SHORT TASK: Reproduce every entry below, requests included, and shift each answer point by adding 60 to both of its pixel coordinates. Omit the pictures.
start DATA FOR THIS EXERCISE
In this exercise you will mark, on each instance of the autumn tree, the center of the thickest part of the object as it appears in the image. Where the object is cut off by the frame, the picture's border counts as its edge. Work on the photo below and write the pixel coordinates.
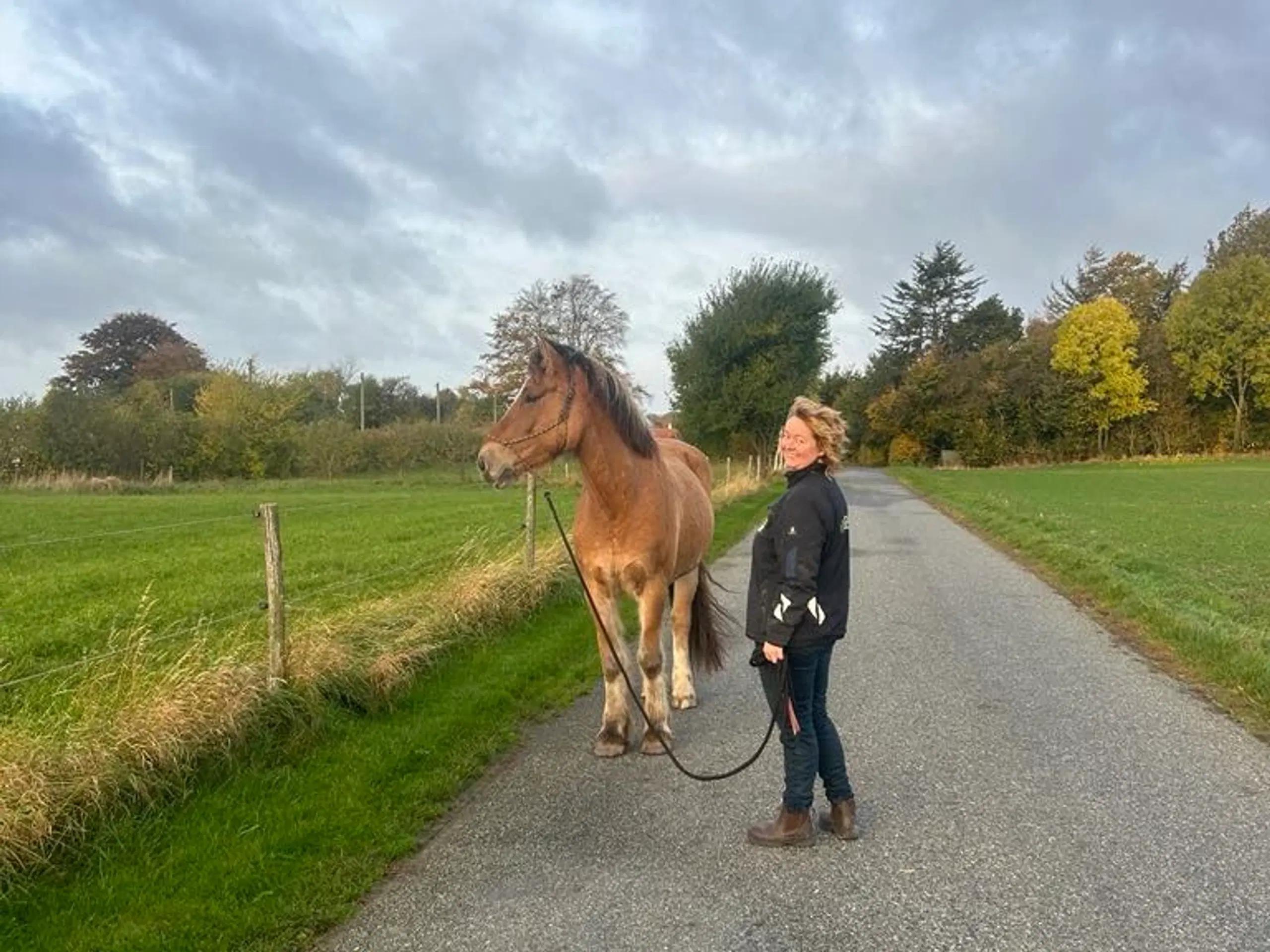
(575, 311)
(1219, 334)
(124, 347)
(1095, 343)
(759, 339)
(248, 424)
end DATA FOR THIS EXERCISE
RESULT BELOW:
In this exercise you will mark, on each instance of the autumn tree, the center of the thickest part of the object as it appears in the image. Where the object is cut off by the frame, the picture's border counts as its edge. Work on the photo below and write the pixel coordinates.
(635, 371)
(1279, 394)
(184, 407)
(1155, 403)
(819, 399)
(308, 484)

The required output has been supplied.